YOUR GOAL: Write only how many lines of the listing below include the string "trunk".

AVAILABLE RECORDS:
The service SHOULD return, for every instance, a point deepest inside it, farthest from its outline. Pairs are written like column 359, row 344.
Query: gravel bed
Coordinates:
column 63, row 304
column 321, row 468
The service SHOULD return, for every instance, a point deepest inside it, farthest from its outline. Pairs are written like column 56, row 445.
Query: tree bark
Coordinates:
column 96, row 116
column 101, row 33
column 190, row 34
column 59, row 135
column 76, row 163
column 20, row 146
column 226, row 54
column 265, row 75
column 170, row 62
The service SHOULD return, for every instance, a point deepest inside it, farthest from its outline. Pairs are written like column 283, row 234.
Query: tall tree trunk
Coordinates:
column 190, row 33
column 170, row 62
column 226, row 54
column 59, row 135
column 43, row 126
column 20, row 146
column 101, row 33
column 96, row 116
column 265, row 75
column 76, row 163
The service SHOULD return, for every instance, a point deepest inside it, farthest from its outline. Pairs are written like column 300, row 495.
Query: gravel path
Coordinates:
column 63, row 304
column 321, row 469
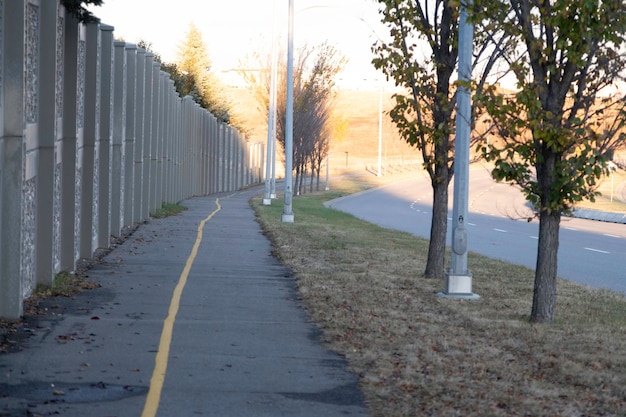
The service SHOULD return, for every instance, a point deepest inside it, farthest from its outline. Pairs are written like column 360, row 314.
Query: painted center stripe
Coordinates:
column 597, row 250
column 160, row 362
---
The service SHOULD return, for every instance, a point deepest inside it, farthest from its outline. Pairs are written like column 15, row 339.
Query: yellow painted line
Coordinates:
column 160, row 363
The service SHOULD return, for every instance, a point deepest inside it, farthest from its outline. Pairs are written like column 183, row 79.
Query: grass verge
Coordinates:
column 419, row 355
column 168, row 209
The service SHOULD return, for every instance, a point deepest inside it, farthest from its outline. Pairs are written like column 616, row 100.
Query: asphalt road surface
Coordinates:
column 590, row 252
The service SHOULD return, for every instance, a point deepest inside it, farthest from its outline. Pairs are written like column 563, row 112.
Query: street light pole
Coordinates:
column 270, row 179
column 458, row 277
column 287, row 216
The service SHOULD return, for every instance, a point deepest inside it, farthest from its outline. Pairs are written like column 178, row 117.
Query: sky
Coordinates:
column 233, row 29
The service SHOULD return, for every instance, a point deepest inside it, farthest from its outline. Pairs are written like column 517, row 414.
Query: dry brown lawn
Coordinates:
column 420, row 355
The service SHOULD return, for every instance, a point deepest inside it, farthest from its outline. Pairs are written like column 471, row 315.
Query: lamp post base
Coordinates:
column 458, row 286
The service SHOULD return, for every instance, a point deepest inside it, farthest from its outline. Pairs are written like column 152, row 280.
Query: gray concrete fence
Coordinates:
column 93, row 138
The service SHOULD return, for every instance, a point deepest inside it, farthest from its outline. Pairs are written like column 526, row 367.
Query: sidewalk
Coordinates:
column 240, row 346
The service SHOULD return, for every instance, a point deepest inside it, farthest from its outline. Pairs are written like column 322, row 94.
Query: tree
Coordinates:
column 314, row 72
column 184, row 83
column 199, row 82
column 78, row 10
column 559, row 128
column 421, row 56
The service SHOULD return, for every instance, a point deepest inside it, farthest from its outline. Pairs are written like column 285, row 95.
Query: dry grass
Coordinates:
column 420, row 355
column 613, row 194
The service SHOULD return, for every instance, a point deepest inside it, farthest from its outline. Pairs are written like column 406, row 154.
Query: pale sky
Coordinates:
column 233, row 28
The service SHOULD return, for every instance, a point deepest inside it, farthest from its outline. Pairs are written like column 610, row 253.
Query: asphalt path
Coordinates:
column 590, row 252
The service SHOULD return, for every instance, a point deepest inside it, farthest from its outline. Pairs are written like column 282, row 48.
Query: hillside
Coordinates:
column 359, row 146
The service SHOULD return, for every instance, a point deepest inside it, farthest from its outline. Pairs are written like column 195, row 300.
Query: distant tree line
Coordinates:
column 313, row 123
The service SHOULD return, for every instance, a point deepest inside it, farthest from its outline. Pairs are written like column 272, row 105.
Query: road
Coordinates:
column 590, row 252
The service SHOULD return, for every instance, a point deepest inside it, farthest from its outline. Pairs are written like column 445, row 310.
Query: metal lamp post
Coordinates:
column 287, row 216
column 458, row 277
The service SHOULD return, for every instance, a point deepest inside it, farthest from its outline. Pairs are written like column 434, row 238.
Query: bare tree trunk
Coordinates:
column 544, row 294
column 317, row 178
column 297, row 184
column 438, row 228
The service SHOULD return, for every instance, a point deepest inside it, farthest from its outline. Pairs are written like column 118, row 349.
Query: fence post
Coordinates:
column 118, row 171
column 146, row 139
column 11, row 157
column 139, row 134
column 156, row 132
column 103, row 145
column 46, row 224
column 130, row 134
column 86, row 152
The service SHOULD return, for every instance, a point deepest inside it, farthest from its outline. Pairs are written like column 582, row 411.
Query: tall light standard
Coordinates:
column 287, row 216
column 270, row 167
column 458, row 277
* * *
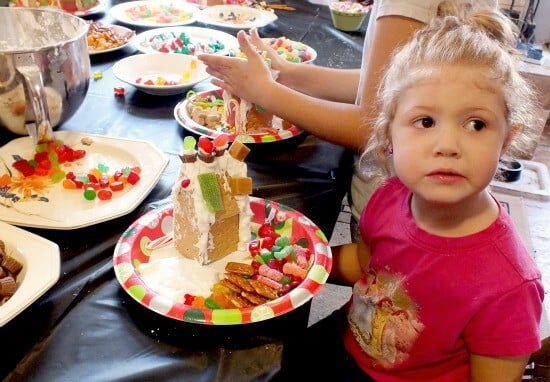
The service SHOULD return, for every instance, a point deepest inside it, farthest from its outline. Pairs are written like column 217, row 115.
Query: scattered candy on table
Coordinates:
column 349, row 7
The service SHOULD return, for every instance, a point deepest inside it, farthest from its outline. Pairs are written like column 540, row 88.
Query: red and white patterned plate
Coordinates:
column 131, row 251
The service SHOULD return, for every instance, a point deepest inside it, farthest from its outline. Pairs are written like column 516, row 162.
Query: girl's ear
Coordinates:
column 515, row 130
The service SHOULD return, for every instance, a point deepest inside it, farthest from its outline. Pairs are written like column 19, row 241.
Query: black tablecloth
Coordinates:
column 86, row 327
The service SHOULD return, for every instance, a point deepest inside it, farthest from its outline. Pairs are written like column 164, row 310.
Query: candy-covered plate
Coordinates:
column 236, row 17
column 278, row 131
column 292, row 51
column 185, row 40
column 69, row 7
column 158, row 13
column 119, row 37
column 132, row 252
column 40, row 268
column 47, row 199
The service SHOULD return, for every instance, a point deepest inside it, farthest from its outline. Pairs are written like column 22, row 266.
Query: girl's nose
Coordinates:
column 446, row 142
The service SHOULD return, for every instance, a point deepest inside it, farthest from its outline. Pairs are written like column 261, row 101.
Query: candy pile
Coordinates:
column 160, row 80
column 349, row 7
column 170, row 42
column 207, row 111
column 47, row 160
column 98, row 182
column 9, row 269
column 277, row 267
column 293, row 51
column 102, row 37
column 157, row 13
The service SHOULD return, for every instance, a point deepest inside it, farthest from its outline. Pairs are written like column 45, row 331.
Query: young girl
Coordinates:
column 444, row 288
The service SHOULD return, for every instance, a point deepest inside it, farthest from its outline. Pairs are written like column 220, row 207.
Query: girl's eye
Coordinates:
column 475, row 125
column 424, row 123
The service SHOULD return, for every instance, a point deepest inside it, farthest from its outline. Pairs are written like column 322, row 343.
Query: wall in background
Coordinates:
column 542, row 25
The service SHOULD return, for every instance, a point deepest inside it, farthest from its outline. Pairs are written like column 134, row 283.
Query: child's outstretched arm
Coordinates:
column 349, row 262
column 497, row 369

RESPONSE: 2